> _PROVIDED INFORMATION_
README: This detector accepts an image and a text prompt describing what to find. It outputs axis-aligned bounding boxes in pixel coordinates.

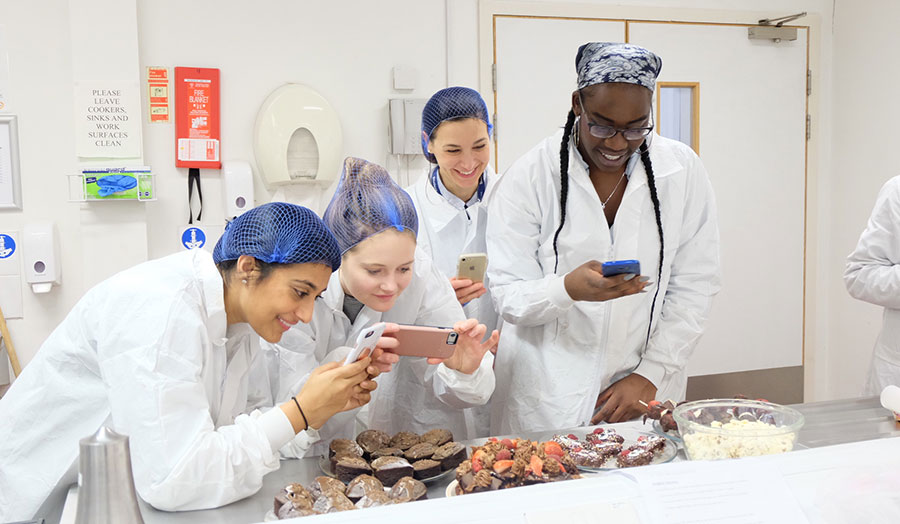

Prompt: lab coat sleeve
[416,256,494,409]
[844,177,900,309]
[487,161,575,326]
[635,155,721,387]
[99,290,294,511]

> _DO THIS_
Copy the items above word for word, without the pictures.

> _RESPONSE_
README: This detector accepts an image and a text prompt describing what to find. It outputs axis-aligned bounding boxes in pixel coordinates.


Prompt: lab coat sleeve
[416,256,494,409]
[844,177,900,309]
[487,161,575,326]
[635,155,721,387]
[99,290,294,511]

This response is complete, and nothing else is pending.